What you are asked to do
Write the entries out again in full and unchanged, dropping every image.

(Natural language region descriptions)
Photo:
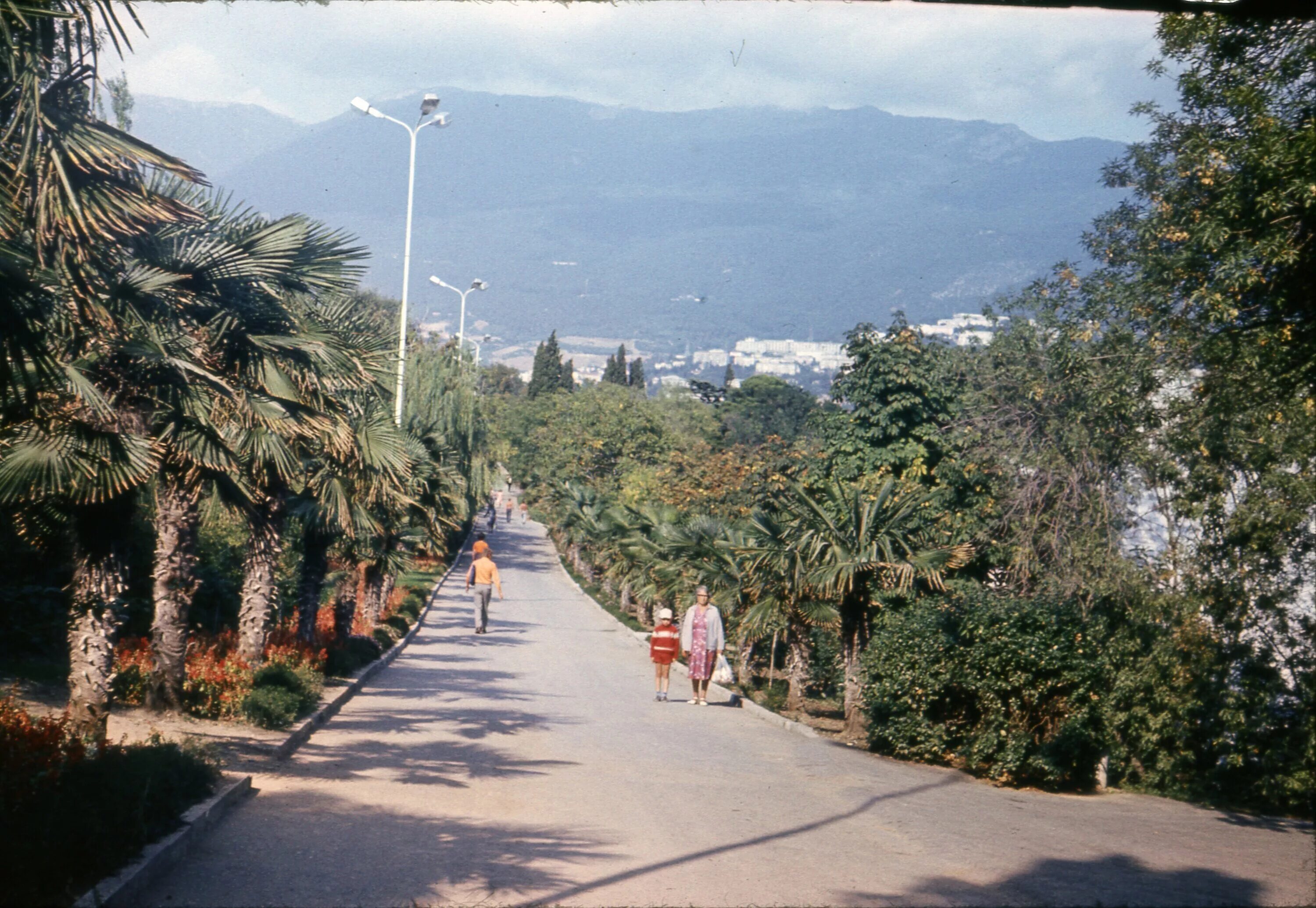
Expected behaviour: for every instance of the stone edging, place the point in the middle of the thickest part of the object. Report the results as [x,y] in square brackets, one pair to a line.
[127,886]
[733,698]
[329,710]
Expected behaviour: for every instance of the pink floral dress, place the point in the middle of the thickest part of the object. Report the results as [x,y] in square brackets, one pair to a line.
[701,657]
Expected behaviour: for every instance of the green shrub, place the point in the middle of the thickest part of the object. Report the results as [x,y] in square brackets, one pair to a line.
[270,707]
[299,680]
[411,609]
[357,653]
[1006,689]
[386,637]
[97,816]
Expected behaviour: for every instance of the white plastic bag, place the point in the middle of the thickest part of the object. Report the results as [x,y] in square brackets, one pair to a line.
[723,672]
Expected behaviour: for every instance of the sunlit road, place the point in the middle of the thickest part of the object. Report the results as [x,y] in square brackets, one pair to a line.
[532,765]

Response area
Photo:
Expected behaviour: for every instance of the stone edging, place the point in the middle of the thickest part of the object. Report the results as [x,y] in square brackets, one pair to a line.
[127,886]
[733,698]
[329,710]
Expected behaviour: for every instance of the pink floral dress, place the point in the middle of the thickest part of the object. Report the results as [x,y] in square brackets, one pair to a line.
[701,657]
Expected behaviour: for every instance of the green shrub, place the point in the middle of the thickest part of the object. Report the results as [x,y] in square brackets, one pair to a line.
[270,707]
[299,680]
[411,609]
[357,653]
[1006,689]
[386,637]
[97,816]
Expected behaviour: for every instance of the white plastic bag, place the point in the middle of the thickest part of the object. Report the results as [x,y] in square brackets, one pair to a line.
[723,672]
Expected behaviour: for every instance of the sunlit road, place the point in the middle of the thickest part of the object. Report the results as [x,y] in square brackets, one pair to a line.
[532,765]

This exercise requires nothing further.